Task requirements:
Can you reproduce every one of the records below word for word, with nothing added or left out?

Task input:
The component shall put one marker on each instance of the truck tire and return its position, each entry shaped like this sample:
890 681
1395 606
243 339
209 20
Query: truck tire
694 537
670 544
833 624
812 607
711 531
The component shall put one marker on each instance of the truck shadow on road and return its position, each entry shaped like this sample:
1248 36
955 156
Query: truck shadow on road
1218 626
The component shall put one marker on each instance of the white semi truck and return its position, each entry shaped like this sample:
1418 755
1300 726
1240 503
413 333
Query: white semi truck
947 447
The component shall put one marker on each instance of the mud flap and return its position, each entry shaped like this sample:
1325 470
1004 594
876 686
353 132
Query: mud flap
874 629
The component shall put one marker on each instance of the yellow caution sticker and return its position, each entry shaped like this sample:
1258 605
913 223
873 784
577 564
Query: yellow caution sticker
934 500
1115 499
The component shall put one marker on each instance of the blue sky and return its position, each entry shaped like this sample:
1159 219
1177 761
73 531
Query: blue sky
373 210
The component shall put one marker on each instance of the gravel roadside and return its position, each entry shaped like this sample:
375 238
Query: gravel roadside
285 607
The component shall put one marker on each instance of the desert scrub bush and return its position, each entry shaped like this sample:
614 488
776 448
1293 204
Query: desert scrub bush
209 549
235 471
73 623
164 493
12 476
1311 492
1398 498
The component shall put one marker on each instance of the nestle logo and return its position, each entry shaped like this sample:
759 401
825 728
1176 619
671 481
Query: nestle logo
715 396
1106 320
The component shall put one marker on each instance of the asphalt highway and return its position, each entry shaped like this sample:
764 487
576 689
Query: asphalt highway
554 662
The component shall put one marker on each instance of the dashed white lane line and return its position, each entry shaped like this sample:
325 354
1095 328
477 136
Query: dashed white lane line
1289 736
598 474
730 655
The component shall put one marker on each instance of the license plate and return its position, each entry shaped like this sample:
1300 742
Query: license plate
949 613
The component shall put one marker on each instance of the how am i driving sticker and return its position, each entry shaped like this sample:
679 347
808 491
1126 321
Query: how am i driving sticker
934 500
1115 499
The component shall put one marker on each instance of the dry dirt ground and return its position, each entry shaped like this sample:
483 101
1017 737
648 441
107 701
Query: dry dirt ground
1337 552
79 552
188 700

Task answer:
The component shall put one marker on each instance of the truck tire and return its position, each entry shaped like this sample:
890 681
1395 606
243 339
209 20
Query: truck tire
694 537
670 544
833 624
812 607
711 531
The component shall put one marker on each instance of the truck shadow on road and return its position, each entry shaped like this sample:
1248 36
955 156
Query: truck shadow on road
1218 626
The component shall put one marker on each instance of the white semi truck and return its position, each entry shaped like this sample:
1418 755
1300 726
1240 503
413 333
Query: white semi truck
947 447
The component shall put one marker on each instance of the mud flap and return its position, each entry shaped like this sample:
1325 470
1004 594
876 686
353 132
Query: mud flap
874 629
The component shall put one marker on each instance of the yellow caution sticker and return its position, each entry shaped like this sample:
1258 605
913 223
873 784
577 564
Query: yellow caution sticker
934 500
1115 499
The component shall put one marker on each instance of the blue sky and return its position, each entry shaped like this sample:
1159 219
1177 761
73 531
Query: blue sky
373 210
The component shall put one marker on each instance of the gravel roadside and return its position, each entry shaped like this sample:
375 238
Query: gravel roadside
285 607
The component shall put one marker on each instance of the desert scrub bush and return its position, each entry shaped like this sample:
614 488
776 448
1293 204
Query: desert scrub bush
209 549
235 471
73 623
164 493
12 476
1311 492
1398 498
The component shall put one marker on each instance of the nestle logo and return its position, each entry shaped like this sample:
759 401
825 728
1176 619
671 481
Query: nestle logo
715 396
1106 320
The component shall put one marker on each instance of the asphalt highway and return its position, each entry shaped like this sample:
764 487
576 689
Query: asphalt highway
554 662
The component shall put one marker on each instance of the dashed white lane line and return its position, each entry shaped like this sample:
325 354
1095 328
477 136
Query: dashed white lane line
1289 736
598 474
730 655
The component shall put one marker on each instance of the license plate and return its position, each entry shaped like this sample:
1300 742
Query: license plate
949 613
The component shall put one marker on each instance of the how am i driving sticker and return its position, each entry shaped like this sample:
679 347
808 491
1126 321
Query: how am i driving sticker
934 500
1115 499
The component shall put one marker on each instance of the dry dirt ground and return its position, each entry shaped like this sample:
483 101
1017 737
648 441
107 701
Query: dry dirt ground
1337 552
79 552
188 700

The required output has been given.